** Begin Excerpt **

Clear away! There was nothing they wouldn't have cleared away/ or couldn't have cleared away/ with old Fezziwig looking on. It was done in a minute. Every movable was packed off/ as if it were dismissed from public life for evermore; the floor was swept and watered/ the lamps were trimmed/ fuel was heaped upon the fire; and the warehouse was as snug/ and warm/ and dry/ and bright a ball-room/ as you would desire to see upon a winter's night.

In came a fiddler with a music-book/ and went up to the lofty desk/ and made an orchestra of it/ and tuned like fifty stomachaches. In came Mrs. Fezziwig/ one vast substantial smile. In came the three Miss Fezziwigs/ beaming and lovable. In came the six young followers whose hearts they broke. In came all the young men and women employed in the business. In came the housemaid/ with her cousin the baker. In came the cook/ with her brother's particular friend/ the milkman. In came the boy from over the way/ who was suspected of not having board enough from his master; trying to hide himself behind the girl from next door but one who was proved to have had her ears pulled by her mistress. In they

all came one after another; some shyly/ some boldly/ some gracefully/ some awkwardly/ some pushing/ some pulling; in they all came/ anyhow and everyhow. Away they all went/ twenty couple at once; hands half round and back again the other way; down the middle and up again; round and round in various stages of affectionate grouping; old top couple always turning up in the wrong place; new top couple starting off again/ as soon as they got there; all top couples at last/ and not a bottom one to help them! When this result was brought about/ old Fezziwig/ clapping his hands to stop the dance/ cried out/ "Well done!" and the fiddler plunged his hot face into a pot of porter/ especially provided for that purpose. But scorning rest upon his reappearance/ he instantly began again/ though/ as if the other fiddler had been carried home/ exhausted/ on a shutter/ and he were a bran-new man resolved to beat him out of sight/ or perish.-Dickens.

** End Excerpt **
** Begin Information provided **

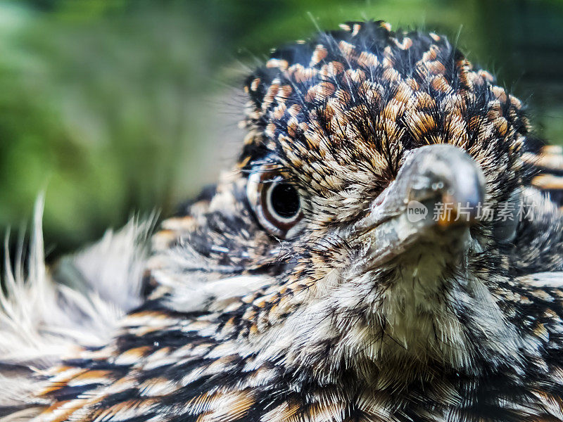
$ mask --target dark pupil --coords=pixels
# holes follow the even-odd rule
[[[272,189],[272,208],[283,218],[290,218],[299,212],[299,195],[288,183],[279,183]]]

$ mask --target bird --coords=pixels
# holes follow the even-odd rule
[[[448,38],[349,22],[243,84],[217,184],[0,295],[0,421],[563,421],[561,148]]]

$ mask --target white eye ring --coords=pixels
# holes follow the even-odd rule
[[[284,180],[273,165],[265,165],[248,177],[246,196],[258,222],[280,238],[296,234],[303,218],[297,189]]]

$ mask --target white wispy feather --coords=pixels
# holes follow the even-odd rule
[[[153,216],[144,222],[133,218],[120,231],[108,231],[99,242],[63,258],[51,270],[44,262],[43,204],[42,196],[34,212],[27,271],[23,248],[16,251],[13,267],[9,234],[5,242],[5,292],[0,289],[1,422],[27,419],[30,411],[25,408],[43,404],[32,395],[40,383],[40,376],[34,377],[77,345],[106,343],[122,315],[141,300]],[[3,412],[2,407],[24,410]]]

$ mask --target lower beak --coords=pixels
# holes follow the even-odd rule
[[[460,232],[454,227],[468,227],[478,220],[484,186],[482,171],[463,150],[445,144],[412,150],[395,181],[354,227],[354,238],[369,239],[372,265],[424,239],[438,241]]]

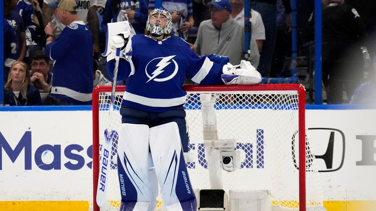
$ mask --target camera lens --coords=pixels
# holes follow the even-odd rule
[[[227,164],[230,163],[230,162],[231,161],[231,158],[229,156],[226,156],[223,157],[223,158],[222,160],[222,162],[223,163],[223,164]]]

** End Information provided **
** Begin Information provided **

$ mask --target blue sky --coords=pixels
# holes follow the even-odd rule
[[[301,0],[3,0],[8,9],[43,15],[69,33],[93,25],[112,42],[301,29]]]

** End Information provided **

[Objective A]:
List each step the Fezziwig excerpt describes for turning the warehouse into a ball-room.
[Objective B]:
From the Fezziwig excerpt, quote the part that begins with the words containing "Clear away! There" and ends with "a winter's night.".
[Objective C]:
In the Fezziwig excerpt, what did the fiddler plunge his hot face into after the first dance?

[Correct result A]:
- Every movable was packed off.
- The floor was swept and watered.
- The lamps were trimmed.
- Fuel was heaped upon the fire.

[Correct result B]:
Clear away! There was nothing they wouldn't have cleared away/ or couldn't have cleared away/ with old Fezziwig looking on. It was done in a minute. Every movable was packed off/ as if it were dismissed from public life for evermore; the floor was swept and watered/ the lamps were trimmed/ fuel was heaped upon the fire; and the warehouse was as snug/ and warm/ and dry/ and bright a ball-room/ as you would desire to see upon a winter's night.

[Correct result C]:
A pot of porter.